The exercise:
Can you rewrite the data below with "parked car" replaced by "parked cars" and everything else left unchanged?

Provided information:
————————

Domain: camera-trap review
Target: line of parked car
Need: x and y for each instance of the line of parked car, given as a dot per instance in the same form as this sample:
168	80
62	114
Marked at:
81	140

————————

Answer to this task:
Domain: camera-trap review
Target: line of parked cars
Need: x and y for each instance of the line of parked cars, given as a dot per instance in the same form as this sample:
168	80
62	114
Marked at:
81	140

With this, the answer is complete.